---- DOCUMENT SEGMENT

- Official film poster
- Directed by: Moomin Fuad
- Written by: Moomin Fuad
- Screenplay by: Moomin Fuad
- Produced by: Niuma Mohamed
- Starring: Niuma Mohamed Yoosuf Shafeeu Ahmed Asim
- Cinematography: Hussain Adnan
- Edited by: Hussain Adnan
- Music by: Fathuhulla Abdul Fahthah
- Production company: NiuXo Films
- Release date: 3 January 2019;
- Running time: 123 minutes
- Country: Maldives
- Language: Dhivehi

= Nivairoalhi =

2019 Maldivian film

Nivairoalhi is a 2019 Maldivian film written and directed by Moomin Fuad. Produced by Niuma Mohamed under NiuXo Films, the film stars Yoosuf Shafeeu, Aminath Rishfa, Zeenath Abbas, Ahmed Saeed, Nashidha Mohamed, and Ahmed Azmeel. The film was released on 3 January 2019.

--------
---- DATA FOR THE TASK

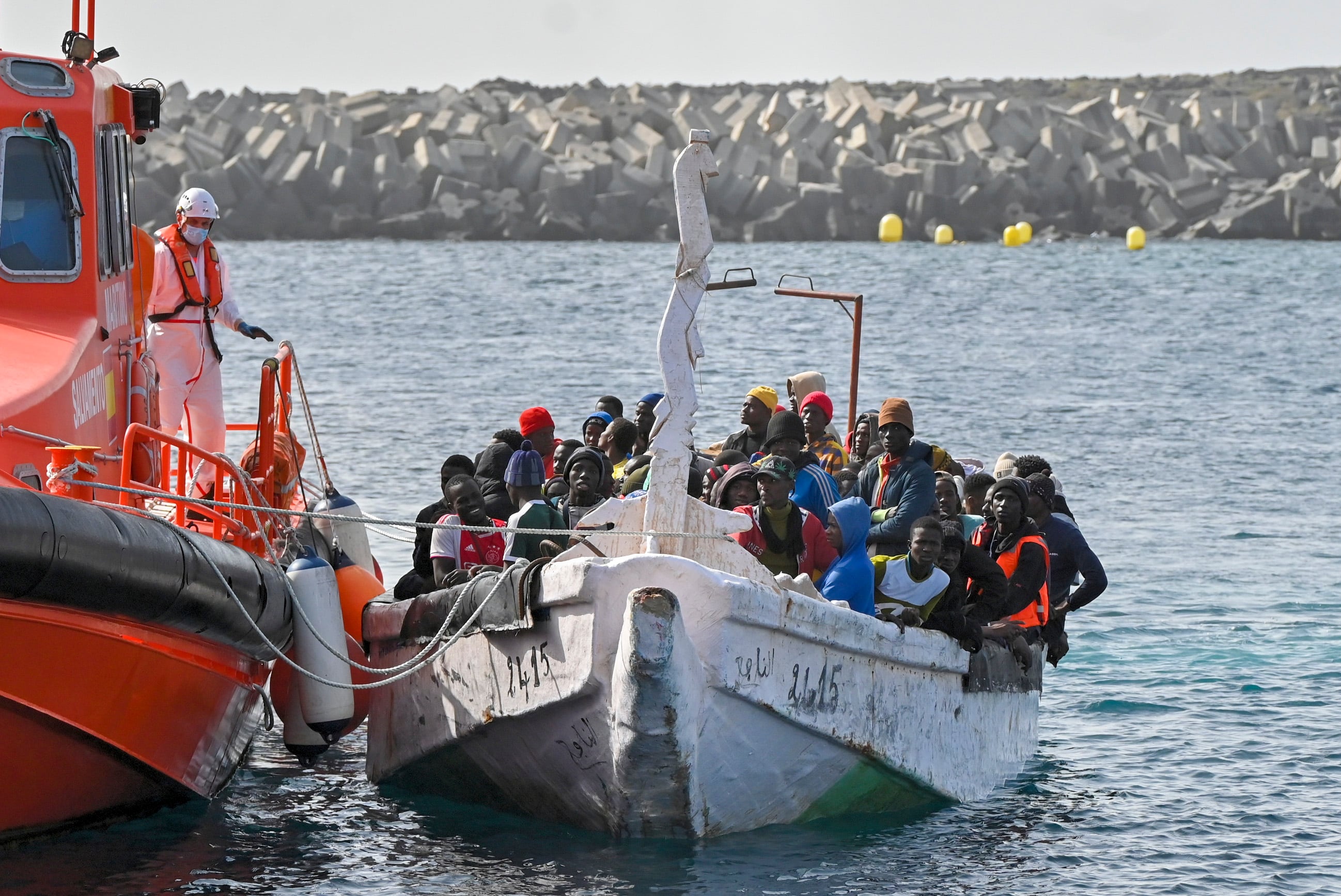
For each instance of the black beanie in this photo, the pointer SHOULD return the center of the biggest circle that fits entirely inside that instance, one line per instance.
(785, 425)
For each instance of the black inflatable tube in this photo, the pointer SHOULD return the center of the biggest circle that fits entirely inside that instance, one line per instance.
(69, 553)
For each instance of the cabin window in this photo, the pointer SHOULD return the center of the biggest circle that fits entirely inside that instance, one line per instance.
(116, 239)
(38, 232)
(37, 77)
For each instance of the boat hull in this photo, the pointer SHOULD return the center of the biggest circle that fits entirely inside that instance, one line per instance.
(699, 706)
(105, 717)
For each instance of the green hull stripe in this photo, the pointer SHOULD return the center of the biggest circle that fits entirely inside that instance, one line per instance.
(871, 788)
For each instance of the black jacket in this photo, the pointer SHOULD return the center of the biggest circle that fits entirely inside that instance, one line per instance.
(745, 442)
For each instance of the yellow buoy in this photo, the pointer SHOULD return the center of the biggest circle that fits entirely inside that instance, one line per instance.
(891, 228)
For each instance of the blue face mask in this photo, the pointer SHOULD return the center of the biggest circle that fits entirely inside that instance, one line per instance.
(195, 235)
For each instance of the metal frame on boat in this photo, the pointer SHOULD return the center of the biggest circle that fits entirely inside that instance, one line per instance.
(656, 681)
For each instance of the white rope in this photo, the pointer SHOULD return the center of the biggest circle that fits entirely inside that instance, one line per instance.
(53, 441)
(337, 652)
(403, 524)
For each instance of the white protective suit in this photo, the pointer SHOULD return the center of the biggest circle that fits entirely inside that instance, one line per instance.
(191, 391)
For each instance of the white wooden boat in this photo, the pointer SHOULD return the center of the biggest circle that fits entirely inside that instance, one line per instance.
(665, 686)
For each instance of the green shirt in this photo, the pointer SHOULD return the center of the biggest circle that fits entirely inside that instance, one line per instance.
(777, 520)
(534, 514)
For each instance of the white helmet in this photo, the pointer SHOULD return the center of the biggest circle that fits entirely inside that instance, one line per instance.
(197, 203)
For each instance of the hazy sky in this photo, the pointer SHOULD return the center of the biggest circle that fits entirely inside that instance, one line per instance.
(357, 45)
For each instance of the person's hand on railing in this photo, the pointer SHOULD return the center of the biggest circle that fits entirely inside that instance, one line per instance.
(253, 333)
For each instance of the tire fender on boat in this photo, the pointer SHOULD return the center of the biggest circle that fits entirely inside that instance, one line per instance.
(326, 709)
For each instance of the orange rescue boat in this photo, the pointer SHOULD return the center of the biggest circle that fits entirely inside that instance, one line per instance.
(129, 677)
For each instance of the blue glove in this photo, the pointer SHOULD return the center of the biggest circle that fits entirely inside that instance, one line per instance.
(253, 333)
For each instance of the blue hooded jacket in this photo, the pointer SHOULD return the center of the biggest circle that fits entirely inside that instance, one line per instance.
(852, 577)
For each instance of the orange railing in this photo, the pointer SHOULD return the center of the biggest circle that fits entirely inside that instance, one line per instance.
(232, 525)
(224, 524)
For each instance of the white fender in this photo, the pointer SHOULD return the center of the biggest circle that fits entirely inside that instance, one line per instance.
(326, 709)
(301, 741)
(352, 535)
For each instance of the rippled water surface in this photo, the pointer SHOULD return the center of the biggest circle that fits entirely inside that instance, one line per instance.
(1187, 398)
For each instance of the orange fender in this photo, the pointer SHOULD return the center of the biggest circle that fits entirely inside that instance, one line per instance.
(357, 587)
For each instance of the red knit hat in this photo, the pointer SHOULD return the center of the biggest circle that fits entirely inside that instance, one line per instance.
(825, 403)
(534, 419)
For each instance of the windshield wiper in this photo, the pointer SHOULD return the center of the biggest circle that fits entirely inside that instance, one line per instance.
(65, 176)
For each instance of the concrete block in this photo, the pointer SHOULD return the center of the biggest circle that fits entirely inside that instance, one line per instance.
(203, 151)
(539, 120)
(426, 161)
(498, 136)
(274, 171)
(775, 113)
(617, 216)
(1241, 115)
(462, 190)
(1159, 215)
(305, 180)
(370, 117)
(469, 125)
(660, 163)
(1014, 132)
(728, 194)
(1273, 137)
(584, 124)
(410, 131)
(401, 200)
(570, 200)
(911, 101)
(1256, 160)
(384, 144)
(1166, 161)
(215, 180)
(784, 223)
(389, 169)
(1300, 132)
(768, 194)
(636, 180)
(629, 151)
(243, 176)
(727, 105)
(1220, 138)
(1198, 200)
(316, 122)
(340, 131)
(521, 164)
(977, 138)
(329, 158)
(1096, 115)
(565, 172)
(1262, 218)
(1186, 138)
(440, 127)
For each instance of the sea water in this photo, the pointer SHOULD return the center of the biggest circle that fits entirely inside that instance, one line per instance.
(1187, 398)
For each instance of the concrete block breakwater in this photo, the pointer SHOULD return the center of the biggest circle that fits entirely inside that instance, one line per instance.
(1253, 154)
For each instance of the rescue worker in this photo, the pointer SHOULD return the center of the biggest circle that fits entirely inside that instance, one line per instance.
(191, 293)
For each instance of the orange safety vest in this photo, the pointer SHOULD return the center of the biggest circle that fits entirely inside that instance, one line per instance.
(185, 268)
(1037, 614)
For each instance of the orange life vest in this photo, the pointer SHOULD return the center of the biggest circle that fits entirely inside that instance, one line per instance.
(185, 268)
(1037, 614)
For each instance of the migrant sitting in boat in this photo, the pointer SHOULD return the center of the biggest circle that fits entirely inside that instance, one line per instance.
(901, 533)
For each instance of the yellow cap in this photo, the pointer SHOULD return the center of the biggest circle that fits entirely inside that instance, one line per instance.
(768, 396)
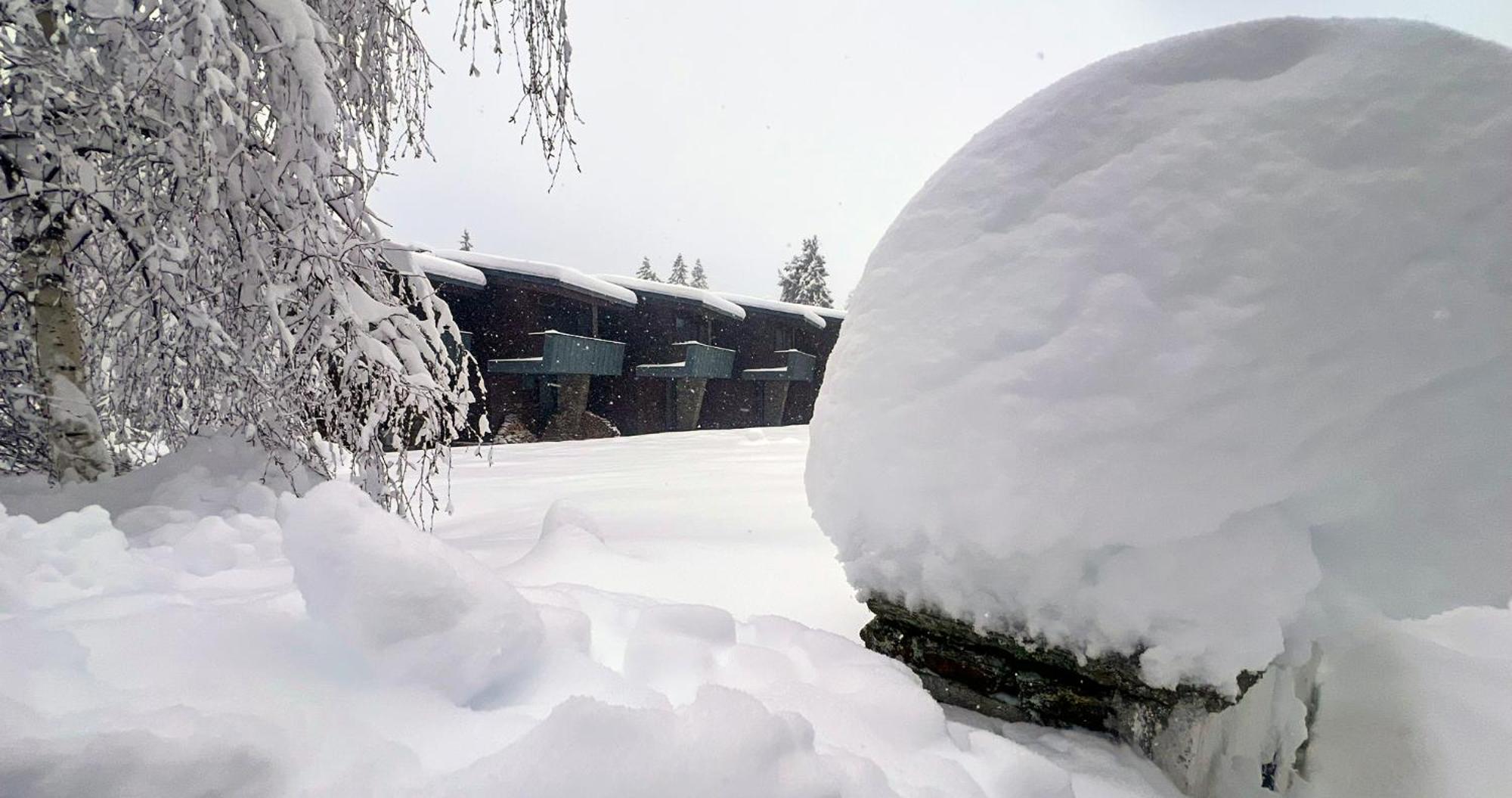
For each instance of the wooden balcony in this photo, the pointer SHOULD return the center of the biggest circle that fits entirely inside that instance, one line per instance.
(566, 354)
(798, 368)
(699, 360)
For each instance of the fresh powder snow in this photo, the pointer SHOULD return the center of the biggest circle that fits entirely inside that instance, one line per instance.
(1201, 352)
(188, 631)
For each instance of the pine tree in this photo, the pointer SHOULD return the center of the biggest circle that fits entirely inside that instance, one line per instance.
(187, 204)
(805, 280)
(646, 272)
(680, 272)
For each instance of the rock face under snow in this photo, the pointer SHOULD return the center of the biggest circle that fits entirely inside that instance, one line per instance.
(1194, 348)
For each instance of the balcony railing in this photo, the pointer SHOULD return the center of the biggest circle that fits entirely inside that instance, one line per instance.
(798, 368)
(699, 360)
(566, 354)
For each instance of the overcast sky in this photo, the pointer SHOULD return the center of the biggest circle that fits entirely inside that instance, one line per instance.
(728, 130)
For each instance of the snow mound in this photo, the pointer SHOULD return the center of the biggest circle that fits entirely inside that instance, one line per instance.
(725, 743)
(380, 661)
(1195, 337)
(420, 608)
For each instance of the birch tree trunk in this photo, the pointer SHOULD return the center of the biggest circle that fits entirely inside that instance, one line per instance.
(75, 434)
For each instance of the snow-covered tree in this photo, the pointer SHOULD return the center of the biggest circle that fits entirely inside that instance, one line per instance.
(646, 272)
(805, 278)
(680, 271)
(187, 238)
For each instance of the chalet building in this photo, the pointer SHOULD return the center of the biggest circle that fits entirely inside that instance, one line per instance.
(678, 340)
(574, 356)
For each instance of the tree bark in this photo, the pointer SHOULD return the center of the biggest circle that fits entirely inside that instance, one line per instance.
(75, 434)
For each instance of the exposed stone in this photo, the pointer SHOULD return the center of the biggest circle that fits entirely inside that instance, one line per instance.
(512, 430)
(773, 401)
(572, 402)
(1189, 731)
(598, 427)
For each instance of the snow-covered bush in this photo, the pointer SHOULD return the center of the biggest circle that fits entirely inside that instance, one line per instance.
(1194, 349)
(187, 238)
(421, 610)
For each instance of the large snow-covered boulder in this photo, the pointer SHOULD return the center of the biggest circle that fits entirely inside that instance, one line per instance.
(1192, 349)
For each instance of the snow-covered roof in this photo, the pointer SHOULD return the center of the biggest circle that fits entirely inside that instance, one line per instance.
(411, 257)
(707, 298)
(566, 275)
(808, 313)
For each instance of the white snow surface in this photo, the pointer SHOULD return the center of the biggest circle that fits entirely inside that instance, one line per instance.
(412, 259)
(707, 298)
(810, 313)
(533, 268)
(592, 620)
(1194, 349)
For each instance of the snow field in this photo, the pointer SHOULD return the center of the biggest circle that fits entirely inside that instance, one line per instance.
(347, 654)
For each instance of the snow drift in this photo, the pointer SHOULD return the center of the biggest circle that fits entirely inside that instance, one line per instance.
(1192, 345)
(345, 652)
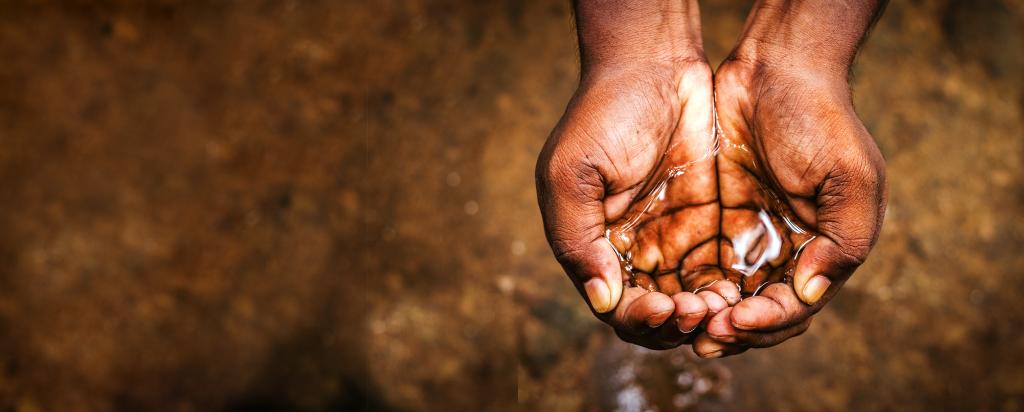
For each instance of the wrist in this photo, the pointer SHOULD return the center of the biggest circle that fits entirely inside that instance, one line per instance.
(651, 35)
(811, 37)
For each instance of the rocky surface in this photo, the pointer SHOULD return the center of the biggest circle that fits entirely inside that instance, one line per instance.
(323, 205)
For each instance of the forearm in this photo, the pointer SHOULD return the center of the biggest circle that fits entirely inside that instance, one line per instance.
(616, 33)
(817, 35)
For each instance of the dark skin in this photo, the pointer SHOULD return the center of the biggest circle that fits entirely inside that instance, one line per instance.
(646, 90)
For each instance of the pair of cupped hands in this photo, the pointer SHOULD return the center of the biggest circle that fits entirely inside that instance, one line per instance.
(632, 113)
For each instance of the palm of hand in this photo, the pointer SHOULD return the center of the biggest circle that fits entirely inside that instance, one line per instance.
(711, 217)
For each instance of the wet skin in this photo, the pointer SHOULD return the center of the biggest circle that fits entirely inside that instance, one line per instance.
(800, 137)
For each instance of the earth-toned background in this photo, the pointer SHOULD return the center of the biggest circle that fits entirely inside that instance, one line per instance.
(320, 205)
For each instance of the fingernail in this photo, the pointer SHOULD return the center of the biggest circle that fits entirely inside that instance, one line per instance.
(657, 319)
(712, 355)
(815, 288)
(599, 294)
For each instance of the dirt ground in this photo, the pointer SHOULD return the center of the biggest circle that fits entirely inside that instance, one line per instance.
(317, 205)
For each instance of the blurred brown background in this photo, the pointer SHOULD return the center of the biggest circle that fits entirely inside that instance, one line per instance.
(315, 205)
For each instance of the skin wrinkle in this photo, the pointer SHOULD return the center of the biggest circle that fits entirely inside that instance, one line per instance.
(756, 103)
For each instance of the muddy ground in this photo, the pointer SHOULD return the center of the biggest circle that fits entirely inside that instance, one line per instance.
(316, 205)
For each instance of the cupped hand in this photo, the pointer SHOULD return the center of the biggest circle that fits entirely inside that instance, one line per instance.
(617, 133)
(799, 128)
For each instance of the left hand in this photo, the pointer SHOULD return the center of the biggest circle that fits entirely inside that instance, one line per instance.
(801, 127)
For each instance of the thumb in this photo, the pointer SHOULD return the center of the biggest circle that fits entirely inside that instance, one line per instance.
(570, 197)
(851, 206)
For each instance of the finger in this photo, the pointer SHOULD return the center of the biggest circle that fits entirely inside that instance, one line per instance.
(720, 327)
(766, 339)
(776, 307)
(725, 288)
(821, 263)
(641, 312)
(851, 206)
(708, 347)
(714, 301)
(573, 216)
(690, 311)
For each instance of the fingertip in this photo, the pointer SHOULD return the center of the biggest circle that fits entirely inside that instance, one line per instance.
(714, 301)
(720, 328)
(599, 294)
(648, 311)
(728, 290)
(814, 289)
(757, 313)
(690, 311)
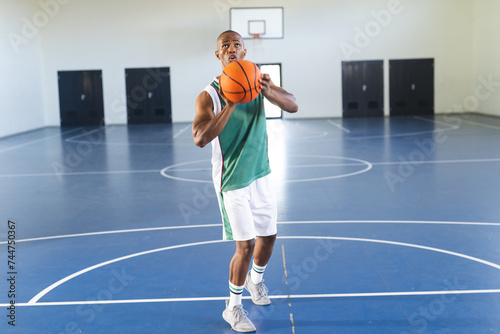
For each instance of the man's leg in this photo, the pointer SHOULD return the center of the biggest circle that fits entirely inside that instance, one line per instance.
(240, 262)
(263, 250)
(238, 268)
(254, 281)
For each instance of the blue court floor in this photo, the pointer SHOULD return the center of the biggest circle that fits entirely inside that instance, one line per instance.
(386, 225)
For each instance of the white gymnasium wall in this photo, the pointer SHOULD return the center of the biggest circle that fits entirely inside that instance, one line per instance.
(487, 56)
(113, 35)
(21, 102)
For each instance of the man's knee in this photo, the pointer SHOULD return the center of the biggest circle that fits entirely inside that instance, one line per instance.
(245, 248)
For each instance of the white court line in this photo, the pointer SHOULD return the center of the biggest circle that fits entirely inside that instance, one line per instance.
(181, 131)
(339, 126)
(281, 223)
(434, 121)
(483, 125)
(114, 232)
(82, 173)
(172, 168)
(38, 140)
(45, 291)
(308, 296)
(438, 162)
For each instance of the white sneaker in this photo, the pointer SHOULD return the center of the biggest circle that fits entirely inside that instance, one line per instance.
(257, 291)
(237, 318)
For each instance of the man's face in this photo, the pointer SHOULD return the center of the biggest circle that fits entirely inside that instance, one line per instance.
(230, 48)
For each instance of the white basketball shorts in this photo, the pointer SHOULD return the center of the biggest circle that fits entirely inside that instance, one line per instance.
(249, 212)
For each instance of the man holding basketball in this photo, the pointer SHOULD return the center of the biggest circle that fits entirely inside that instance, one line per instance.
(241, 177)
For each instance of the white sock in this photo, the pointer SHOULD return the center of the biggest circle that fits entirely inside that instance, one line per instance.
(257, 273)
(235, 293)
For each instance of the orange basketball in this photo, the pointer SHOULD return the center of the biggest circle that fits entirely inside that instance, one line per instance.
(240, 81)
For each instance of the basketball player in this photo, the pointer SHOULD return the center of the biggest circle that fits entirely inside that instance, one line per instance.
(241, 178)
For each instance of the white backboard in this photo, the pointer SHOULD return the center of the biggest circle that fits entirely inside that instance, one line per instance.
(266, 21)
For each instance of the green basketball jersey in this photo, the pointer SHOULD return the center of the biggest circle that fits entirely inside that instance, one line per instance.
(239, 153)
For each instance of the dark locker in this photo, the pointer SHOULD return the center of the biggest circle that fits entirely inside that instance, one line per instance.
(81, 98)
(363, 88)
(148, 95)
(411, 87)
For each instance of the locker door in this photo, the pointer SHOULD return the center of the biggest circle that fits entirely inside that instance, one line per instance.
(411, 87)
(148, 95)
(81, 98)
(363, 88)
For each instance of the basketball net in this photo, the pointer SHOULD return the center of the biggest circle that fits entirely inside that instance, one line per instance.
(256, 40)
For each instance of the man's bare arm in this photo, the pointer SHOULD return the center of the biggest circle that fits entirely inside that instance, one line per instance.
(207, 125)
(277, 95)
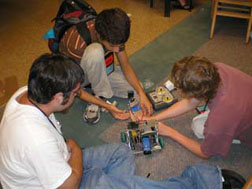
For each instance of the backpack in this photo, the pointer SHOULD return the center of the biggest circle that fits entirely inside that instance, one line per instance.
(71, 12)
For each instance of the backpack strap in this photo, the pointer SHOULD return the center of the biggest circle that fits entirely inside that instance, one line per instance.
(84, 31)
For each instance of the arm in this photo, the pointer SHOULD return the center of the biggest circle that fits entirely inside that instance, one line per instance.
(75, 162)
(177, 109)
(117, 114)
(131, 77)
(188, 143)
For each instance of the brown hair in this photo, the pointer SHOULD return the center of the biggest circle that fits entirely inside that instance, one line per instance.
(196, 77)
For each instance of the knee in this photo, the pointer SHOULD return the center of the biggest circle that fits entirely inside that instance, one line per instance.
(124, 150)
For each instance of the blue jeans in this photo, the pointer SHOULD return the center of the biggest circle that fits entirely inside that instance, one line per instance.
(112, 166)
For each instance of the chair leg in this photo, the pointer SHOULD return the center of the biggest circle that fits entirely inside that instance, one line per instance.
(151, 3)
(167, 8)
(249, 26)
(190, 5)
(213, 19)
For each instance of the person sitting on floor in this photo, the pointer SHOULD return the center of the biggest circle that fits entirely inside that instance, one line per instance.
(227, 92)
(108, 33)
(35, 154)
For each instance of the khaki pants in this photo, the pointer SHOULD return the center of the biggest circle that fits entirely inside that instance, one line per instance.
(93, 64)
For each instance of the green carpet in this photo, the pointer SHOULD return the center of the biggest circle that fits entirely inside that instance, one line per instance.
(157, 59)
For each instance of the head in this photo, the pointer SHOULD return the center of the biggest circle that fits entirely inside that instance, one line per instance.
(53, 74)
(196, 77)
(113, 28)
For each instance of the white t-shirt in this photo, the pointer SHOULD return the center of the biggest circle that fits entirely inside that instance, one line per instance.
(32, 153)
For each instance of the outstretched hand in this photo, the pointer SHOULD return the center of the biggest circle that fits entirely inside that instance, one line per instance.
(119, 114)
(146, 106)
(163, 129)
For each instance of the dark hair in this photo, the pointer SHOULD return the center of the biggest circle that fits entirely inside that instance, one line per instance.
(113, 26)
(197, 77)
(51, 74)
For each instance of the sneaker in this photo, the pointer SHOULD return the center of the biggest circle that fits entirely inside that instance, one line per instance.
(232, 179)
(92, 114)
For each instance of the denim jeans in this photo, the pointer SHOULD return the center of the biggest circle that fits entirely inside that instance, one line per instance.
(112, 166)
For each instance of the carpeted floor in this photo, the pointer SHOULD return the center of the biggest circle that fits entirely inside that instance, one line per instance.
(228, 47)
(188, 37)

--------

• [AIM 1]
What running time does the film page give for Nivairoalhi?
• [AIM 2]
Extract each line of the entries that contains the string "shirt", matching case exactly.
The film page and the entries are unrelated to each other.

• [REPLY 1]
123 minutes

• [REPLY 2]
For each instance of the green shirt in this photo, the pointer SHOULD return the center of the biggest circle that fits entirely inside that instance, one line per instance.
For each instance of the white t-shirt in this photo, the pointer SHOULD return the center of the biggest circle that fits entirely inside that instance, one line per instance.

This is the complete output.